◆ **EXERCISE DESCRIPTION**:
From the records, return each line that has the word "tarpaulin" in it.

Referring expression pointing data
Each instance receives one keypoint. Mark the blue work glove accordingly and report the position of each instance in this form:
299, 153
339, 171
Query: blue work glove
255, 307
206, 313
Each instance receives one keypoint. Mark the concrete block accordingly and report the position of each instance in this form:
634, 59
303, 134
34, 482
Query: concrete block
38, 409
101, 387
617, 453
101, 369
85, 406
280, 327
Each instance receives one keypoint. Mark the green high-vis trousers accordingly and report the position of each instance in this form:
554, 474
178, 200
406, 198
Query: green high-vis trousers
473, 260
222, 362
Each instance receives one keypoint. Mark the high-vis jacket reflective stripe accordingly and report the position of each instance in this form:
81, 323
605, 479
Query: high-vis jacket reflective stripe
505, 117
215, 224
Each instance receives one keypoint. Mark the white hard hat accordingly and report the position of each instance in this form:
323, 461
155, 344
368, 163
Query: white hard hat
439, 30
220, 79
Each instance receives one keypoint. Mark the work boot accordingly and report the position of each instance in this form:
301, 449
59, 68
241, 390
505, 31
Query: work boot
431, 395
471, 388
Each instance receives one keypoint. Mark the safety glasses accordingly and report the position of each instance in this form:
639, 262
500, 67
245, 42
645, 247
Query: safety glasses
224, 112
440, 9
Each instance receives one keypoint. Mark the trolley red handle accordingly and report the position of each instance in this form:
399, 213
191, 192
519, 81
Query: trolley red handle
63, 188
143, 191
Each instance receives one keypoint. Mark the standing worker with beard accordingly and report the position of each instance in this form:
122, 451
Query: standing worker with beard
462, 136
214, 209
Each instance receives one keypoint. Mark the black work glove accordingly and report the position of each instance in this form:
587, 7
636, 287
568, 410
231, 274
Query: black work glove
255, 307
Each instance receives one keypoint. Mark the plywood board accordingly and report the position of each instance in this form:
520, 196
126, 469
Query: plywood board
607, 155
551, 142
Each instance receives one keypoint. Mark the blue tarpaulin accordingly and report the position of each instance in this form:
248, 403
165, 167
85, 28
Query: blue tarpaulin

==

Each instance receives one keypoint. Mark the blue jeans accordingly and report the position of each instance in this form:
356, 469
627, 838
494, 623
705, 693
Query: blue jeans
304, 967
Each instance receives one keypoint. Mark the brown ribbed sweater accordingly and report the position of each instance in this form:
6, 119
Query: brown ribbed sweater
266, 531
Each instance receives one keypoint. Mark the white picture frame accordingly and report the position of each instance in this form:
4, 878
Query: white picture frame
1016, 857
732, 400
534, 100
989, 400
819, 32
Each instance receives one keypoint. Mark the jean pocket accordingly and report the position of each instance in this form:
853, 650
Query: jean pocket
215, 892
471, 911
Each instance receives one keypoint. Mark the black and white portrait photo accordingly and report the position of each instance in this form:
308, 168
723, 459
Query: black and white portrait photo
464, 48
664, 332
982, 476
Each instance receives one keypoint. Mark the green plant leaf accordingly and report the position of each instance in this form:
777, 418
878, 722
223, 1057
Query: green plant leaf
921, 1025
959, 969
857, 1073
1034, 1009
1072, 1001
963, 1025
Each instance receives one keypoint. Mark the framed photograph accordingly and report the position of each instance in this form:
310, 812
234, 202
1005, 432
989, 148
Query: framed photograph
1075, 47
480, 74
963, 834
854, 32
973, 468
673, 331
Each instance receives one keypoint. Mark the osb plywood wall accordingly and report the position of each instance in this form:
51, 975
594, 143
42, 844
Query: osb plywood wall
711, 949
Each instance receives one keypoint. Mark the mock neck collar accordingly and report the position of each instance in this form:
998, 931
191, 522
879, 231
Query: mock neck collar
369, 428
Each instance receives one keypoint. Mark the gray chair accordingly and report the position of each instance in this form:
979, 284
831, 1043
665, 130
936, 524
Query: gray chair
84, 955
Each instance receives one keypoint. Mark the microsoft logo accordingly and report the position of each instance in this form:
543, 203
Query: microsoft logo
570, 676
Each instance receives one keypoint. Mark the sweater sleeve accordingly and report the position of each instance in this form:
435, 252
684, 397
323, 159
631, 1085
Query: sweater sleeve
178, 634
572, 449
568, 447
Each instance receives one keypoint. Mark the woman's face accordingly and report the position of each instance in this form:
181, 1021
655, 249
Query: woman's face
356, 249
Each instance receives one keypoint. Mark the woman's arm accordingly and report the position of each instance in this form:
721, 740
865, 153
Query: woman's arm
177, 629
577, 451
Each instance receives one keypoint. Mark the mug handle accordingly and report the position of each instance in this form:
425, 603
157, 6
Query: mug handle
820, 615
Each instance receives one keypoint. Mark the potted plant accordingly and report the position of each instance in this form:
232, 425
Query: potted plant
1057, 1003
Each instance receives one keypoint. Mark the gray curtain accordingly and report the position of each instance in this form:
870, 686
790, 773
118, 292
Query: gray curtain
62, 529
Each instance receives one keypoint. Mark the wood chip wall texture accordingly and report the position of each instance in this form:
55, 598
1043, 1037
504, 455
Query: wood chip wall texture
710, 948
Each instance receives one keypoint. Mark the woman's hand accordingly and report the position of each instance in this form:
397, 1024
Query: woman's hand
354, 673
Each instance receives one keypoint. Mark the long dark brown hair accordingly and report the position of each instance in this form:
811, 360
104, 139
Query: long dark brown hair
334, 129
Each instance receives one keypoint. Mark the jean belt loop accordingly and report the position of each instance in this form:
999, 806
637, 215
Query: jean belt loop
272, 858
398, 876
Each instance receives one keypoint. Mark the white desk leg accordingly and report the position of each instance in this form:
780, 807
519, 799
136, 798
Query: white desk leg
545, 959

◆ **THE ANSWER**:
Each instance receives one keypoint. Mark the blue tarpaulin accordingly and report the position of each instance in this form:
Query: blue tarpaulin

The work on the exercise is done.